┌─ INFORMATION SHOWN

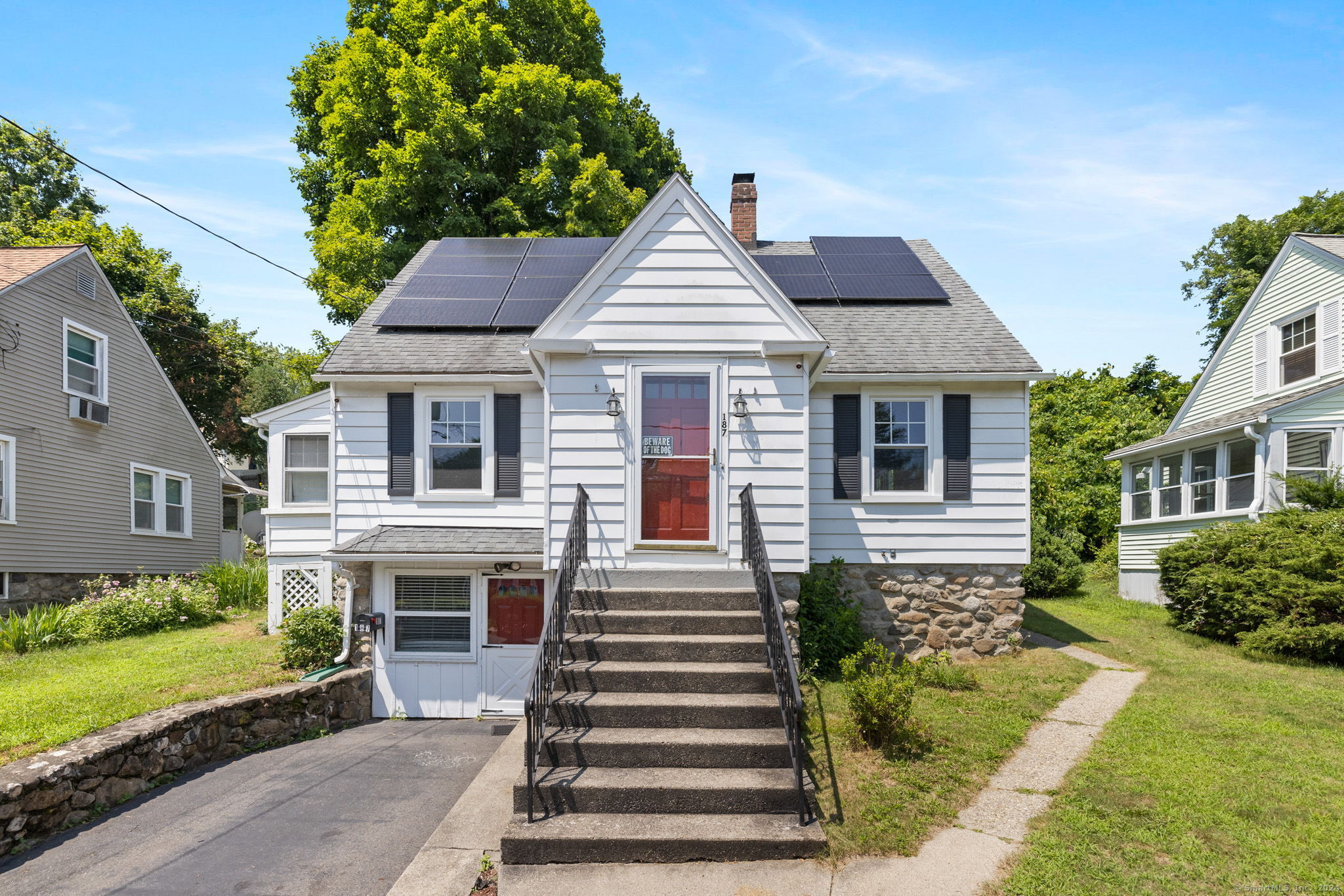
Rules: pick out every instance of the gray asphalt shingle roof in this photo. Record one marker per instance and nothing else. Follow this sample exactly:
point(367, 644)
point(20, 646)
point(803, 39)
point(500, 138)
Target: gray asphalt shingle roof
point(1223, 421)
point(442, 539)
point(957, 335)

└─

Pick out every line in the entries above that contains the string "shingle", and copy each of those lines.

Rules: pick out every instance of the gray asphalt shingle roof in this photo. Record one marker per instance and nothing else. Follow this sample exactly:
Target: gray asphalt shingle roof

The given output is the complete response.